> MATERIAL FOR THE TASK:
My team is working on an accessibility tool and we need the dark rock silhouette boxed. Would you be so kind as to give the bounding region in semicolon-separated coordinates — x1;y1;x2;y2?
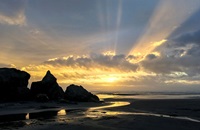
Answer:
0;68;99;102
0;68;30;101
30;70;64;100
36;94;49;102
64;84;99;102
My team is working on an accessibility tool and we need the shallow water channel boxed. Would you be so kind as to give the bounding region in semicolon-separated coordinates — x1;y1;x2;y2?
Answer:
0;101;199;129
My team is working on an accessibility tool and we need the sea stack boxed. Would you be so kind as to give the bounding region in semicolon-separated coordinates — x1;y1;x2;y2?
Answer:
0;68;30;101
30;70;64;100
64;84;100;102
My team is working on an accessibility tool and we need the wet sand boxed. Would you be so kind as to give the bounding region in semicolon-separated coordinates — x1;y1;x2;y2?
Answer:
0;97;200;130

> EXERCISE DESCRIPTION: Retype the lines beginning at the one containing "need the shallow" and ending at the final line of the material, both included.

> TASK SOLUTION:
My team is working on an accessibility tool and we need the shallow water channel boxed. Would you be so kind as to give the bounding region in semicolon-separated coordinates — x1;y1;x2;y2?
Answer:
0;101;199;129
My team is working on an accessibility tool and we need the sea stack boxed. Would you be so kind as to give the bounding region in semicolon-separated coordinates — x1;y1;x2;y2?
Answer:
0;68;30;101
30;70;64;100
64;84;100;102
My team is working on an accessibility tool and we need the wet sand boxed. Would you be so kind as to give the bounding region in semicolon-separated coordinates — x1;y1;x2;y2?
Answer:
0;97;200;130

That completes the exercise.